[Excerpts of pointing data]
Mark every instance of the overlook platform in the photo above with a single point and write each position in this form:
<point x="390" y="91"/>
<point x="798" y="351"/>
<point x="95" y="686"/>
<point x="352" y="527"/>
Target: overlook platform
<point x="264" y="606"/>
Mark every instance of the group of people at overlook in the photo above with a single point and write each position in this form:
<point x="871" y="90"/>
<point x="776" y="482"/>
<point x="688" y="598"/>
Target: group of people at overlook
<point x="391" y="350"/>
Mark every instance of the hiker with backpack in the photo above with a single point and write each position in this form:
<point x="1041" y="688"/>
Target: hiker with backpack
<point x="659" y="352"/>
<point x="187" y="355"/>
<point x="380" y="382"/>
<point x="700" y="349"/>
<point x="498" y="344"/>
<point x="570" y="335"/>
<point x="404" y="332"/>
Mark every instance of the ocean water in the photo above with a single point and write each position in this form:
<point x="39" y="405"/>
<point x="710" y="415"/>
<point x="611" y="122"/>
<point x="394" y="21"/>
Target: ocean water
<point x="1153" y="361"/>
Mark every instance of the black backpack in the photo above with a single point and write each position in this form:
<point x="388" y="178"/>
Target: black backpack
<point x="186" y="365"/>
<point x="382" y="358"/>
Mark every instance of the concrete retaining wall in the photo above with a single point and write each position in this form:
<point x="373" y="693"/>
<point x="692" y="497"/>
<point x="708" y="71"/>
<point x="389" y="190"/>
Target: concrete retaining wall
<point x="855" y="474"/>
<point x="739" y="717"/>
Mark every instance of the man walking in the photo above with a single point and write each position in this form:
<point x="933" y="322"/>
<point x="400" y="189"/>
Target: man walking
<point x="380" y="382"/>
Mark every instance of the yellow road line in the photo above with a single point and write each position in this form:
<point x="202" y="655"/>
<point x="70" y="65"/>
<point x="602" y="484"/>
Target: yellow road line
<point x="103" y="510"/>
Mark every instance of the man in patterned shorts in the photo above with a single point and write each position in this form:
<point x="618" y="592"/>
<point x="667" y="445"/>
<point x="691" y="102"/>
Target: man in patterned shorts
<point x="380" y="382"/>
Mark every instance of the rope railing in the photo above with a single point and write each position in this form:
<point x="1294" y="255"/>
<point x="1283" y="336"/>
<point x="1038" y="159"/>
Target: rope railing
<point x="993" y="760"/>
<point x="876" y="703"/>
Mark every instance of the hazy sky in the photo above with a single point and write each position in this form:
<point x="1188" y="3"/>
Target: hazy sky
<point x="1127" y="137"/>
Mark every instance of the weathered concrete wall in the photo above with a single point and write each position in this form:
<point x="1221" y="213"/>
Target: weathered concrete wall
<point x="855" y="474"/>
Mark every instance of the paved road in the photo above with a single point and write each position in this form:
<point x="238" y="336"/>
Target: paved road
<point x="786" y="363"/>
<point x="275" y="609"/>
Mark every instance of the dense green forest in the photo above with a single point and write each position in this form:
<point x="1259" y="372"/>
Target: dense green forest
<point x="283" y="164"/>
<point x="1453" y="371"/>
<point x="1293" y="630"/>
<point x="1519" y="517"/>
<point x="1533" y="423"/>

# INSTRUCTIONS FOR THE TASK:
Could you update the records above so that "Target" becomes "Label" wherever it occurs, with nothing else changed?

# RESULT OF THE EXERCISE:
Mark every instance of the overlook platform in the photo above with a single point and write each position in this form:
<point x="390" y="91"/>
<point x="798" y="351"/>
<point x="95" y="686"/>
<point x="352" y="527"/>
Label: overlook platform
<point x="264" y="606"/>
Mark every instance of the group of people at overlook in the photo above with a single point and write each position in this form:
<point x="871" y="90"/>
<point x="776" y="482"/>
<point x="688" y="598"/>
Label: group of people at overlook
<point x="391" y="350"/>
Mark every instance of the hiker with backpack in the photo above with a single point and write each position in this form:
<point x="1041" y="688"/>
Label: hiker with backpack
<point x="659" y="352"/>
<point x="187" y="355"/>
<point x="380" y="382"/>
<point x="700" y="349"/>
<point x="498" y="344"/>
<point x="570" y="335"/>
<point x="404" y="332"/>
Mark every instance of the ocean water in the photo above with a single point and write each position in this form:
<point x="39" y="405"/>
<point x="710" y="415"/>
<point x="611" y="122"/>
<point x="394" y="21"/>
Label: ocean water
<point x="1153" y="361"/>
Mark every instance of the black backpack in the photo above with a single point and write each position in this form:
<point x="388" y="178"/>
Label: black backpack
<point x="186" y="365"/>
<point x="382" y="358"/>
Mark every instance of the concrete retaining wall in the photo above with a single point and write each position in this form:
<point x="373" y="693"/>
<point x="692" y="497"/>
<point x="708" y="71"/>
<point x="389" y="190"/>
Label: concrete retaining wall
<point x="855" y="474"/>
<point x="739" y="717"/>
Mark every instance of the man walking in the photo above with a single point and write each position in this form:
<point x="933" y="322"/>
<point x="400" y="189"/>
Label: man walking
<point x="380" y="382"/>
Mark every instance of the yellow road line in the photo above with a single point and write each position in this form:
<point x="202" y="655"/>
<point x="70" y="65"/>
<point x="602" y="484"/>
Label: yellow road line
<point x="103" y="510"/>
Mark every instance of the man in patterned shorts in the photo above with a single point and write each position in this form:
<point x="618" y="592"/>
<point x="667" y="445"/>
<point x="691" y="102"/>
Label: man in patterned shorts
<point x="380" y="382"/>
Mark every instance of the rope railing in the photo above with a single point and write each position in this form:
<point x="1294" y="255"/>
<point x="1283" y="336"/>
<point x="1038" y="159"/>
Label: rope railing
<point x="993" y="760"/>
<point x="876" y="703"/>
Mark every instance of the hazy sky in the photo above with a single point and write each position in this form:
<point x="1188" y="3"/>
Label: hazy sky
<point x="1127" y="137"/>
Mark every instance of the weathered concrete wall in the photo above with a single point and write each position in this form:
<point x="1221" y="213"/>
Label: weathered concrete wall
<point x="855" y="474"/>
Mark every instance of the paved road in the photo above with a single point and write each position in this form:
<point x="238" y="336"/>
Label: paved road
<point x="786" y="363"/>
<point x="275" y="609"/>
Mark every instance of the dense green forest in the photo above with a single point and write each position in this form:
<point x="1259" y="372"/>
Label: dense green forest
<point x="283" y="164"/>
<point x="1453" y="371"/>
<point x="1293" y="630"/>
<point x="1519" y="517"/>
<point x="1533" y="423"/>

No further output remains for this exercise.